- Work to do -
Please print all of the material below, word for word.

(A block of data)

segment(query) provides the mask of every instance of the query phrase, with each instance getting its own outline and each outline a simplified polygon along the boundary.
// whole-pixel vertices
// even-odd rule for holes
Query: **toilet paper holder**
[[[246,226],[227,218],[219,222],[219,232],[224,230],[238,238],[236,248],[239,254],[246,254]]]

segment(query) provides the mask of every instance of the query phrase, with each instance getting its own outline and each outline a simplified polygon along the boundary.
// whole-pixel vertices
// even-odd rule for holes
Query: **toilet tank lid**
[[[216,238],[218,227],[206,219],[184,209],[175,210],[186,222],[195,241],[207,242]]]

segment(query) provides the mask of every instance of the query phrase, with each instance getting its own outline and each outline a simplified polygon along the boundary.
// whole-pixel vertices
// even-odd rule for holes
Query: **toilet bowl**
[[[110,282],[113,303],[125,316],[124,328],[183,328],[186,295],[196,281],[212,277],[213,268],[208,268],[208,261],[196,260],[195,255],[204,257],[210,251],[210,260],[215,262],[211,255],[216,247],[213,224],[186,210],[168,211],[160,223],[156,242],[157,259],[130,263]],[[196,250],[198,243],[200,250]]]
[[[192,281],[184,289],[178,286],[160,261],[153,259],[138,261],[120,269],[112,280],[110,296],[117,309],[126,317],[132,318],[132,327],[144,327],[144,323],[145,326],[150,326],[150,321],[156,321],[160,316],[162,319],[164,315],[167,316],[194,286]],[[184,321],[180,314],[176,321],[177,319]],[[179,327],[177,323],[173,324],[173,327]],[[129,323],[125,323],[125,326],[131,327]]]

- Solution for this task -
segment(query) provides the mask of every instance of the query phrase, with each instance getting its own outline and each outline a simplified polygon along the boundary.
// whole-pixel vertices
// even-odd rule for holes
Query: **toilet paper holder**
[[[246,226],[227,218],[219,222],[219,232],[224,230],[238,238],[236,248],[239,254],[246,254]]]

segment(query) provides the mask of every instance of the query phrase, with each instance getting its own outline and each outline a simplified polygon along the boundary.
// whole-pixel vertices
// even-odd rule for holes
Query: **toilet tank lid**
[[[216,238],[218,227],[206,219],[184,209],[175,210],[186,222],[195,241],[207,242]]]

segment(query) provides the mask of every instance of the query phrase, with each instance getting its own outline and each outline a simplified polygon along the boundary.
// whole-pixel vertices
// even-odd rule for holes
Query: **toilet bowl**
[[[110,282],[113,303],[125,316],[124,328],[183,328],[186,295],[196,281],[212,277],[213,268],[208,268],[208,261],[196,260],[195,255],[204,257],[210,251],[210,260],[215,262],[211,255],[216,247],[213,224],[186,210],[168,211],[160,223],[156,242],[157,259],[130,263]],[[196,250],[198,243],[200,250]]]
[[[192,281],[184,289],[178,286],[160,261],[153,259],[138,261],[120,269],[112,280],[110,296],[117,309],[126,317],[132,318],[132,327],[144,327],[144,323],[145,326],[150,326],[150,321],[156,321],[160,316],[162,319],[164,315],[167,316],[194,286]],[[184,321],[180,314],[176,321],[177,319]],[[179,327],[177,323],[173,324],[173,327]],[[129,323],[125,323],[125,326],[131,327]]]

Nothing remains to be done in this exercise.